**Aim of the task:** It is required that all of the data be written out exactly.

Saved entries:
↓

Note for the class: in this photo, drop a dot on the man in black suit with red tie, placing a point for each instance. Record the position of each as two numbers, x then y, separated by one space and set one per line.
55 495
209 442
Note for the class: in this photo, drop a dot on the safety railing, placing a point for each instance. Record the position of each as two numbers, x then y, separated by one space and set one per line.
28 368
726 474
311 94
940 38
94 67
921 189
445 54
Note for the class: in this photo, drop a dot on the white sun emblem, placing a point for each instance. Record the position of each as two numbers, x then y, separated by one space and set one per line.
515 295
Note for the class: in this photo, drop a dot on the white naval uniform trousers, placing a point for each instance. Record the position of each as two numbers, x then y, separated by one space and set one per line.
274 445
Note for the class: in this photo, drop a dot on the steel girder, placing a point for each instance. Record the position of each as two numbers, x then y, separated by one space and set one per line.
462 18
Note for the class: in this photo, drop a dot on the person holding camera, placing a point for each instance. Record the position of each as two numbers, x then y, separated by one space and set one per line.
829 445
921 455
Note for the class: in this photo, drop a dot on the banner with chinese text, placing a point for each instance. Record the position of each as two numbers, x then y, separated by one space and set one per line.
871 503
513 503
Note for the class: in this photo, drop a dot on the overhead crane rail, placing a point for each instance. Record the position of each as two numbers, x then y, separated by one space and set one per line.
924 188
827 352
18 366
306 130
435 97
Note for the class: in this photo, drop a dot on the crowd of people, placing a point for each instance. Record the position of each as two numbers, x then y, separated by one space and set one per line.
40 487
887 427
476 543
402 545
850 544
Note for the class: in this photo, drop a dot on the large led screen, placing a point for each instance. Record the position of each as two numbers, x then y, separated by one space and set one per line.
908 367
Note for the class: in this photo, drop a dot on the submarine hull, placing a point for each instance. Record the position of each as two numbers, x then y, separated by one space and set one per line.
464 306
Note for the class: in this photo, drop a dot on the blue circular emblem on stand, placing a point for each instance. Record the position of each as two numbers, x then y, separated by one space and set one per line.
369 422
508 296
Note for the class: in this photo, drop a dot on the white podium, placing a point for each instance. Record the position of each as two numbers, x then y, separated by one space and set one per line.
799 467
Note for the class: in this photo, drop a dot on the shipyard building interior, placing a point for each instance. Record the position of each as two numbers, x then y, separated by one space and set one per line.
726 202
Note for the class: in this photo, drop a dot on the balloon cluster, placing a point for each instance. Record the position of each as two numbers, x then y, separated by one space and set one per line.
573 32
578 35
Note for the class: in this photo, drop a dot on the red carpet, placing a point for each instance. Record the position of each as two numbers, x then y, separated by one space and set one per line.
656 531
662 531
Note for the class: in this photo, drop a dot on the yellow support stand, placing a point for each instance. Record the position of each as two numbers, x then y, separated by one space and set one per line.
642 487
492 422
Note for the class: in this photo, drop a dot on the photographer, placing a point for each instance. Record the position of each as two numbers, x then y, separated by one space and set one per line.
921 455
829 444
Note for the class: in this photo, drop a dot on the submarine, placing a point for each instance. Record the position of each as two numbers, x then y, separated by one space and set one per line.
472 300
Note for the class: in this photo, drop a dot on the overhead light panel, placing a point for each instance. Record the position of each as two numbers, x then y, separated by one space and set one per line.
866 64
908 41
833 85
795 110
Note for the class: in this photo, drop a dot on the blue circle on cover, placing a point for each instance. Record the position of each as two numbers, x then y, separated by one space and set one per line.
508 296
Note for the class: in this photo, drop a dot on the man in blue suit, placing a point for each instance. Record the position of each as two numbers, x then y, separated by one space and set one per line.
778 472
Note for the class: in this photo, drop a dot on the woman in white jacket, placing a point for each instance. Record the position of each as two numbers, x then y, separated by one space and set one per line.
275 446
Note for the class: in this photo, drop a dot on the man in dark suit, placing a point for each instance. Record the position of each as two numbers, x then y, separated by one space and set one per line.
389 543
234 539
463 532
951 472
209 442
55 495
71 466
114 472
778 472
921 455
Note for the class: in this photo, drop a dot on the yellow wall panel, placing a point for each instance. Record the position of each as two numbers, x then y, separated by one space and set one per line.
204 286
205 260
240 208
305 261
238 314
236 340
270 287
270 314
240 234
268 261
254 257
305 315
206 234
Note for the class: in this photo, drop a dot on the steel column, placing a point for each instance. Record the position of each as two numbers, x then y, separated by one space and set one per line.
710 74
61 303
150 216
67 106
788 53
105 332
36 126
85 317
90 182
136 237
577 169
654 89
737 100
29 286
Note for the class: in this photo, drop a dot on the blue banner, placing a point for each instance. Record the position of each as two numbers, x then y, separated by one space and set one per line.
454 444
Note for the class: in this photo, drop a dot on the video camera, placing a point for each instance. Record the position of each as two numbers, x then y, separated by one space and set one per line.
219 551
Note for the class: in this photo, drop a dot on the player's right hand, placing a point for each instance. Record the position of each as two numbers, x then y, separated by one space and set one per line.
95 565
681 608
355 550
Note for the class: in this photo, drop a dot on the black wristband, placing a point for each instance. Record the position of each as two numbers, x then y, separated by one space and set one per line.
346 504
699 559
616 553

↑

**Response to the task:**
Note for the class: in this photo, drop a dot on the man in black suit with red tie, placing a point for each instance. Record the position of each as two numbers, x then y, separated by one space and set one per line.
55 495
209 442
Note for the class: in this photo, drop a dot on the safety railing, placing a point for each instance. Record the position of each as two numbers, x then y, separated by one space and set one per line.
28 368
726 474
311 94
940 38
94 67
921 189
445 54
Note for the class: in this photo, drop a dot on the white sun emblem, placing a point for each instance. Record the position of each as two numbers, x then y, separated by one space and set one per line.
515 295
Note for the class: in this photo, drop a dot on the white naval uniform trousers, placing a point for each instance. Record the position of each as two numbers, x then y, separated by one space and set one per line.
274 445
Note for the class: in this photo, drop a dot on the steel girder, placing a point for each instance. Record the position of each as two numbers, x then y, separated by one space and set one per line.
462 18
Note for the class: in this photo, drop a dot on the person holding camera, placing a point for each instance. Record the position of each as two numbers, x then y, separated by one space and set one per line.
829 445
921 455
Note for the class: in this photo, drop a dot on the banner with chinese text, placing a point for each instance. Record the position of each as two numbers, x then y, separated by one space and set one per line.
871 503
513 503
Note for the class: in this photo, drop a dot on the overhead crane rail, placing a point for each instance. Record the position of each as two numbers, x then y, separated by one space and set one per line.
924 188
827 352
18 366
306 130
435 97
Note for the class: in this photo, drop a dot on the crowd of people, placing a point for each instance. Record the position of each as two numbers, x then y, separated by one space and set one per line.
40 487
887 427
476 543
402 545
850 544
Note for the class: in this photo, drop a dot on the large led screen, placing a point for each instance. Record the position of each as two numbers, x then y, separated by one space and set one per line.
908 367
Note for the class: in this photo, drop a dot on the submarine hull, placing a point for each instance. Record the position of each as two numbers, x then y, separated by one space and set one per line.
464 306
Note for the class: in this photo, drop a dot on the blue circular emblem on stand, placing a point for each instance. Record the position of each as two numbers, x then y, separated by one space and set one per line.
369 422
508 296
Note for the class: in this photo, drop a dot on the white podium, placing a point for each instance. Record the position of each as two numbers, x then y, separated by one space and set one per line.
799 467
Note for the class: in this photo, drop a dot on the shipyard building interior, placing a point for each instance. Record the position of each as two numbers, x then y, separated by one space and set one per line.
726 202
Note for the class: in this photo, drop a dot on the balloon cluster, placing a point for each instance. Record the position of each as two numbers, x then y, separated by one space and set one per line.
573 32
578 35
Note for the class: in this photo, drop a dot on the red carpet, placing a point for each instance. Record the position of each as two numbers, x then y, separated by one space and set one per line.
656 531
662 531
Note for the class: in this photo, drop a dot on the yellow support stand, placing a point for each instance. Record the position of each as two numbers, x then y, separated by one space and set one per line.
642 487
492 422
Note for the class: in this photo, drop a dot on the photographer, placing a point for each instance. Record the position of each as two numbers, x then y, separated by one space and set one per line.
921 455
829 444
Note for the class: in this photo, drop a dot on the submarine, placing a point for each instance. Record the position of each as two numbers, x then y, separated by one space and set one per line.
472 300
Note for the class: in this photo, drop a dot on the overhead light panel, placing a point for each instance. Record the position of each as two numbers, x then y, separated by one space and set one per line.
866 64
908 41
833 85
795 110
Note for the class: in this photo, drop a dot on the blue circle on cover, placing a point for each instance. Record the position of each as two numbers, x then y, separated by one space and set one per line.
508 296
Note for the class: in this photo, drop a dot on the man in blue suit, placing a point for each instance. Record the position of each as two numbers, x then y, separated by one space and set one per line.
778 472
Note for the class: in this photo, drop a dot on the woman in white jacket, placing a point for each instance. Record the position of each as two numbers, x then y, separated by one space and set one per line.
275 446
Note for the class: in this photo, drop a dot on the man in dark suit, placing a point for each instance. Record the position of each as two numbers, x then y, separated by one space and set one per line.
389 543
234 539
463 532
951 472
209 442
55 495
71 466
114 472
778 472
921 455
Note for the class: in this photo, drop a dot on the yellow wall panel, placing a point for each instance. Record the position of each as two numbers, x then y, separated by one space and set one per line.
204 286
205 260
240 208
305 261
238 314
236 340
270 287
270 314
240 234
268 261
254 257
305 315
206 234
Note for the class: in this photo, drop a dot on the steel column, placing a point for each instance. Record the position of each as two numbers, x then y, separated by one space and set one per line.
710 74
61 303
150 216
67 106
788 53
105 332
36 126
85 317
90 182
136 237
577 169
654 89
737 100
29 286
Note for the class: in this photo, drop a dot on the blue banner, placing a point for each instance. Record the position of each as two numbers, x then y, separated by one space and set one per line.
454 444
Note for the class: in this photo, drop a dot on the video camera, placing a point for each instance. Record the position of each as two numbers, x then y, separated by one space and set one per line.
219 551
Note for the class: in this photo, drop a dot on the player's right hand, placing a point for each instance. Record the position of each as two numbers, x then y, separated by one space and set one per line.
95 565
681 608
355 550
Note for the class: in this photo, drop a dot on the black wristband, placing a point for each instance. Record the position of each as two numbers, x then y, separated by one space and set one per line.
346 504
699 559
616 553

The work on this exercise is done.